- **抽出テキスト**
2005/2/13

なぜか、GENESIS。
(Genesis - Wind & Wuthering)

 昨年、仕事で1ヶ月くらい、1日中パソコンと向き合う日々があったのですが、その時、始終音楽を聴いて集中力を保っていました。音楽をまともに聴いていたのは中学2年から20歳前後までだったので、久々に、しかもまともに音楽に向き合った感じでした。
 その原因は、ステレオが壊れ気味でCDが再生できないことが多くなってきたこと。以来車でしか音楽を聴かない日々が続いていたのですが、そんな中で一発でかかったものもありました。GENESISの「THREE SIDE LIVE」です。

 このアルバムは、1980年にリリースされた「DUKE」発表後のツアーの模様をおさめたライブアルバムです。このアルバムは2枚組でしたが、その後アメリカでのリリースの際に、ヨーロッパで発表されたEP盤(新曲)を加えることになりました。2枚目のB面のライブ音源はこの時にカットされました。
 その後CDがポピュラーな存在となり、このライブアルバムもCD化されたのですが、CD化されたのはこのアメリカ盤でした。要は、ヨーロッパでリリースされたオリジナルではなかったわけで、ラストに入っているライブ音源は聴けなかったのです。

インスタンスごとの点による位置特定データ:
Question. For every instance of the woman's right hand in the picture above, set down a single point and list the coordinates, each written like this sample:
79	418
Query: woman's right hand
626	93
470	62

- **作業内容 1**
GENESISのライブアルバムについての文章のうち、「(Genesis - Wind」から「はこの時にカットされました。」までを、両端も含めて一字一句違えずに書き写してください。
- **作業内容 2**
GENESISのライブアルバムについての文章を、最後の文の後から書き継いでください。

- **最終回答 1**
(Genesis - Wind & Wuthering)

 昨年、仕事で1ヶ月くらい、1日中パソコンと向き合う日々があったのですが、その時、始終音楽を聴いて集中力を保っていました。音楽をまともに聴いていたのは中学2年から20歳前後までだったので、久々に、しかもまともに音楽に向き合った感じでした。
 その原因は、ステレオが壊れ気味でCDが再生できないことが多くなってきたこと。以来車でしか音楽を聴かない日々が続いていたのですが、そんな中で一発でかかったものもありました。GENESISの「THREE SIDE LIVE」です。

 このアルバムは、1980年にリリースされた「DUKE」発表後のツアーの模様をおさめたライブアルバムです。このアルバムは2枚組でしたが、その後アメリカでのリリースの際に、ヨーロッパで発表されたEP盤(新曲)を加えることになりました。2枚目のB面のライブ音源はこの時にカットされました。

- **最終回答 2**
 その音源が、90年代にデジタルリマスターされた際に聴けるようになったとレコードコレクターズで知るや否や、区切りのいいところで仕事を中断し(夜の10時過ぎ(笑))、渋谷のタワーレコードに車を飛ばして行きました。血迷ってました(笑)
 そんなこんなで、結局GENESISのアルバムはほとんど揃えるハメに。HMVのオンラインストアーでたまたま1299円で安売りしていたのも大きな理由です(笑)

 今回はその中から「Wind & Wuthering」(1977年)を紹介したいと思います。
 このアルバムは印象が非常に地味で、GENESIS興味のあった時期ですら聴く気にもなれませんでした(今思えば、若気の至りってやつです)。
 プログレッシブ・ロックと言えば、PINK FLOYD、YES、KING CRIMSON、そしてGENESISなわけですが、GENESISはYESのようなテクニックで関心することはありません(ハデさがないという意味ですよ、誤解しないでください f(^_^;))。しかも、「GENESISは、Peter Gabriel在籍時のThe Lamb Lies Down On Broadwayまで」と言い切るファンもいます。Phil Collinsはどうもキワモノ扱いされている感じはあります。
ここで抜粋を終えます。